### Task description
Copy every item below word for word, leaving out the pictures.

### Extracted entries
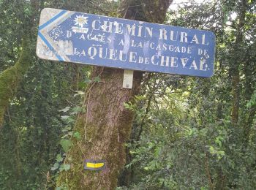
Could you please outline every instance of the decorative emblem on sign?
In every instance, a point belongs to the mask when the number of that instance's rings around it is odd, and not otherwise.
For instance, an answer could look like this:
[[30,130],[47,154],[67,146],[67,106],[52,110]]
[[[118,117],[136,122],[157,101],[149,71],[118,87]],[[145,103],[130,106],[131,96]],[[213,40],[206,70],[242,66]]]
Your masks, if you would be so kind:
[[45,8],[37,55],[48,60],[210,77],[214,72],[215,41],[208,31]]
[[84,15],[77,15],[74,20],[75,23],[75,25],[78,25],[78,27],[73,26],[72,27],[72,31],[75,33],[85,33],[87,34],[89,28],[83,28],[83,25],[88,24],[88,17],[85,17]]

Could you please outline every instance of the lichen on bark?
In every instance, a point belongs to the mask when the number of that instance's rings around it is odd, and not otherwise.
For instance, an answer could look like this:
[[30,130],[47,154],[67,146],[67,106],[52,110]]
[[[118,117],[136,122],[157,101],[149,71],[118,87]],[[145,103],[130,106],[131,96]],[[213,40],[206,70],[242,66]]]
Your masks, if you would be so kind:
[[[162,23],[170,0],[125,0],[121,4],[121,17]],[[86,113],[79,116],[75,131],[85,134],[80,141],[72,139],[65,164],[71,169],[61,172],[57,186],[68,189],[115,189],[119,172],[125,164],[125,142],[129,138],[133,113],[124,103],[133,101],[140,91],[143,73],[135,72],[132,89],[122,88],[124,70],[95,66],[91,77],[101,82],[88,87]],[[83,170],[85,159],[105,160],[102,171]]]
[[31,64],[29,40],[28,37],[23,39],[22,50],[15,65],[0,73],[0,128],[4,123],[6,109]]

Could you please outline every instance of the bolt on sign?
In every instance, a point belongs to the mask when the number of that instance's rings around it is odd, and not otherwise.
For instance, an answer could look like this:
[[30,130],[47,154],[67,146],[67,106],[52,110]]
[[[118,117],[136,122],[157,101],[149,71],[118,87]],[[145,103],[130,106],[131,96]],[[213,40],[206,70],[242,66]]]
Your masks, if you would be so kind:
[[210,77],[215,35],[208,31],[78,12],[42,10],[37,55],[53,61]]

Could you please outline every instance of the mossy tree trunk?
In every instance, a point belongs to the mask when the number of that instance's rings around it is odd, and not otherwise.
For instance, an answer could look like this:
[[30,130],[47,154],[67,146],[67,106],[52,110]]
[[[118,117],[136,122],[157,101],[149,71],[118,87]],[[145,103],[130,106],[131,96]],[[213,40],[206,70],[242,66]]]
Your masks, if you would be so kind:
[[23,39],[20,56],[14,66],[0,73],[0,129],[5,111],[15,94],[20,81],[31,64],[29,39]]
[[[125,0],[120,12],[125,18],[162,23],[170,0]],[[125,142],[129,138],[133,113],[124,107],[139,93],[143,73],[135,72],[132,89],[122,88],[124,70],[94,67],[92,83],[86,91],[86,113],[78,117],[75,132],[84,134],[82,140],[72,139],[65,164],[71,169],[62,172],[57,186],[68,189],[115,189],[120,170],[125,164]],[[85,159],[105,160],[102,171],[83,170]]]

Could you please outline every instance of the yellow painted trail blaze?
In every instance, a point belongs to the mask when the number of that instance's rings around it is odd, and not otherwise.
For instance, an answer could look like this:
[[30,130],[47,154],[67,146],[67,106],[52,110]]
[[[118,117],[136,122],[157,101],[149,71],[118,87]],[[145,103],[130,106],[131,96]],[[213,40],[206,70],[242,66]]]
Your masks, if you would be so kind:
[[86,167],[91,167],[91,168],[99,168],[104,166],[104,163],[91,163],[91,162],[87,162]]

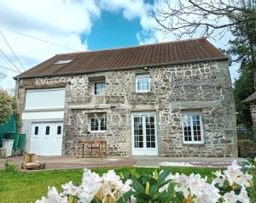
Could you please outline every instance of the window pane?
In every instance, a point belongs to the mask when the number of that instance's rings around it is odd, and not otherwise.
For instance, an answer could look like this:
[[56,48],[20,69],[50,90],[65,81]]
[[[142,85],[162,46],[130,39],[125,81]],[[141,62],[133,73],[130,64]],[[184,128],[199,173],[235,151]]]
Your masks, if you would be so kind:
[[99,130],[99,122],[97,119],[91,118],[90,119],[90,130],[91,131],[98,131]]
[[101,131],[107,131],[107,119],[101,119]]
[[45,134],[46,134],[46,135],[49,135],[49,127],[46,127],[46,129],[45,129]]
[[137,76],[137,90],[149,91],[149,76]]
[[105,93],[105,82],[95,82],[94,83],[94,94],[104,94]]
[[184,141],[202,141],[199,115],[183,115]]
[[35,135],[38,134],[38,127],[35,127]]
[[58,135],[61,134],[61,126],[58,126],[58,128],[57,128],[57,134],[58,134]]

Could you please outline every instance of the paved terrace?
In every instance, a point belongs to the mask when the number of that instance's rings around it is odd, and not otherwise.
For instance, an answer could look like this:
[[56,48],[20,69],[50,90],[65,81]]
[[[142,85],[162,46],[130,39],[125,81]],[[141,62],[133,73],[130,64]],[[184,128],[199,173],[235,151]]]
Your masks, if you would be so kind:
[[[13,156],[0,159],[0,169],[4,168],[3,163],[9,161],[20,168],[23,156]],[[116,166],[137,166],[137,167],[159,167],[160,166],[207,166],[207,167],[227,167],[230,166],[234,158],[195,158],[195,157],[158,157],[158,156],[132,156],[132,157],[79,157],[72,155],[60,156],[38,156],[38,161],[46,164],[46,170],[52,169],[73,169],[92,167],[116,167]],[[237,162],[247,161],[244,158],[236,158]]]

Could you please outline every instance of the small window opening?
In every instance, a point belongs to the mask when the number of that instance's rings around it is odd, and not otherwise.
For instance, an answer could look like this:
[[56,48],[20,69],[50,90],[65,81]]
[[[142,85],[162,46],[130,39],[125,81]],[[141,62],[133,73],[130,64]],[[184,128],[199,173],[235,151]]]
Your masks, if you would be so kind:
[[74,59],[61,59],[58,60],[56,63],[54,65],[65,65],[65,64],[69,64],[71,61],[73,61]]

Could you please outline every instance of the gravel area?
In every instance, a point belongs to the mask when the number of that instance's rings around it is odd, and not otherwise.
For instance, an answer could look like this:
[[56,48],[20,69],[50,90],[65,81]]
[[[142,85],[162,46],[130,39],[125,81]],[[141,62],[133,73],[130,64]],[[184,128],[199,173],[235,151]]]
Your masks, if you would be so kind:
[[132,166],[137,161],[117,161],[107,164],[58,164],[47,163],[45,169],[79,169],[79,168],[96,168],[96,167],[111,167],[111,166]]
[[159,162],[159,166],[189,166],[189,167],[228,167],[231,166],[230,162]]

### Task answer
Could you please outline every instance of the decorative emblem on sign?
In every instance, a point belongs to the mask when the number of that instance's rings around it is odd, and not otherwise.
For instance, an answer could look like this:
[[30,130],[47,154],[67,146],[67,106],[52,110]]
[[[118,117],[136,122],[157,101],[149,71],[118,87]],[[145,103],[130,106],[131,96]],[[213,40],[206,70],[242,66]]]
Your masks, if you would be so kind:
[[45,8],[37,55],[48,60],[210,77],[214,72],[215,41],[208,31]]
[[84,15],[77,15],[74,20],[75,23],[75,25],[78,25],[78,27],[73,26],[72,27],[72,31],[75,33],[85,33],[87,34],[89,28],[83,28],[83,25],[88,24],[88,17],[85,17]]

Could you please outline every instance of the lichen on bark?
In every instance, a point belongs to the mask when the number of that instance's rings around it is odd, and not otherwise.
For instance, an answer could look like this:
[[30,130],[47,154],[67,146],[67,106],[52,110]]
[[[118,117],[136,122],[157,101],[149,71],[118,87]],[[145,103],[130,106],[131,96]],[[213,40],[206,70],[242,66]]]
Your masks, if you would be so kind:
[[[162,23],[170,0],[125,0],[121,4],[121,17]],[[86,113],[79,116],[75,131],[85,134],[80,141],[72,139],[65,164],[71,169],[61,172],[57,186],[68,189],[115,189],[119,172],[125,164],[125,142],[129,138],[133,113],[124,103],[133,101],[140,91],[143,73],[135,72],[132,89],[122,88],[124,70],[95,66],[91,77],[101,82],[88,87]],[[83,170],[85,159],[105,160],[102,171]]]
[[31,64],[29,40],[28,37],[23,39],[22,50],[15,65],[0,73],[0,128],[4,123],[6,109]]

Could you please outline every instance of the bolt on sign?
In every instance, a point belongs to the mask when the number of that instance's rings around it is odd, and not otherwise.
For instance, an answer could look like this:
[[30,130],[47,154],[67,146],[67,106],[52,110]]
[[[118,117],[136,122],[157,101],[149,71],[118,87]],[[145,103],[130,106],[131,96]],[[213,40],[206,70],[242,66]]]
Your masks, if you would be so kind:
[[210,77],[215,35],[208,31],[78,12],[42,10],[37,55],[53,61]]

Could you please outline every instance of the mossy tree trunk?
In every instance, a point belongs to the mask when the number of that instance's rings around it is odd, and not otherwise.
For instance, an answer could look like this:
[[30,130],[47,154],[67,146],[67,106],[52,110]]
[[[118,117],[136,122],[157,101],[149,71],[118,87]],[[145,103],[130,106],[131,96]],[[213,40],[206,70],[242,66]]]
Your masks, if you would be so kind:
[[23,39],[20,56],[14,66],[0,73],[0,129],[5,111],[15,94],[20,81],[31,64],[29,39]]
[[[125,0],[120,12],[125,18],[162,23],[170,0]],[[125,142],[129,138],[133,113],[124,107],[139,93],[143,73],[135,72],[132,89],[122,88],[124,70],[94,67],[92,83],[86,91],[86,113],[78,117],[75,132],[84,134],[82,140],[72,139],[65,164],[71,169],[62,172],[57,186],[68,189],[115,189],[120,170],[125,164]],[[85,159],[105,160],[102,171],[83,170]]]

Could you please outline every instance of the yellow painted trail blaze?
In every instance, a point belongs to the mask when the number of that instance's rings around it is odd, and not otherwise.
For instance, an answer could look like this:
[[30,130],[47,154],[67,146],[67,106],[52,110]]
[[[118,117],[136,122],[157,101],[149,71],[118,87]],[[145,103],[130,106],[131,96]],[[213,40],[206,70],[242,66]]]
Your masks, if you would be so kind:
[[86,167],[91,167],[91,168],[99,168],[104,166],[104,163],[91,163],[91,162],[87,162]]

Could you please outline every instance of the window pane?
In every instance, a point belongs to the mask when the number of that instance's rings around it is odd, and not otherwise.
For instance, an answer could look like this:
[[56,48],[20,69],[50,90],[65,81]]
[[[142,85],[162,46],[130,39],[125,81]],[[141,62],[133,73],[130,64]],[[184,128],[199,173],[235,151]]]
Your masks, if you would be so kind:
[[99,130],[99,122],[97,119],[91,118],[90,119],[90,130],[91,131],[98,131]]
[[101,131],[107,131],[107,119],[101,119]]
[[45,134],[46,134],[46,135],[49,135],[49,127],[46,127],[46,129],[45,129]]
[[137,76],[137,90],[149,91],[149,76]]
[[105,93],[105,82],[95,82],[94,83],[94,94],[104,94]]
[[184,141],[202,141],[199,115],[183,115]]
[[35,135],[38,134],[38,127],[35,127]]
[[58,135],[61,134],[61,126],[58,126],[58,128],[57,128],[57,134],[58,134]]

Could you please outline every instance of the paved terrace?
In every instance, a point belongs to the mask when the number of that instance's rings around it is odd, and not otherwise.
For instance, an answer could look like this:
[[56,48],[20,69],[50,90],[65,81]]
[[[142,85],[162,46],[130,39],[125,81]],[[141,62],[133,73],[130,64]],[[184,128],[199,173],[235,151]]]
Your masks, if you would be so kind:
[[[13,156],[0,159],[0,169],[4,168],[3,163],[9,161],[20,168],[23,156]],[[116,166],[137,166],[137,167],[159,167],[160,166],[207,166],[207,167],[227,167],[230,166],[234,158],[195,158],[195,157],[158,157],[158,156],[132,156],[132,157],[79,157],[72,155],[60,156],[38,156],[38,161],[46,164],[46,170],[52,169],[73,169],[92,167],[116,167]],[[237,162],[247,161],[244,158],[236,158]]]

Could you please outline every instance of the small window opening?
In every instance, a point belongs to the mask when the number of that instance's rings around it is odd, and not otherwise.
For instance, an answer could look like this:
[[56,48],[20,69],[50,90],[65,81]]
[[[142,85],[162,46],[130,39],[125,81]],[[141,62],[133,73],[130,64]],[[184,128],[199,173],[235,151]]]
Your masks, if you would be so kind:
[[74,59],[61,59],[58,60],[56,63],[54,65],[65,65],[65,64],[69,64],[71,61],[73,61]]

Could you please outline every instance of the gravel area?
In every instance, a point belongs to the mask when the number of that instance's rings around it is odd, and not otherwise.
For instance, an answer could look like this:
[[56,48],[20,69],[50,90],[65,81]]
[[[142,85],[162,46],[130,39],[125,81]],[[141,62],[133,73],[130,64]],[[184,128],[199,173],[235,151]]]
Your masks, if you would be so kind:
[[132,166],[137,161],[117,161],[107,164],[58,164],[47,163],[45,169],[79,169],[79,168],[96,168],[96,167],[111,167],[111,166]]
[[159,162],[159,166],[189,166],[189,167],[228,167],[231,166],[230,162]]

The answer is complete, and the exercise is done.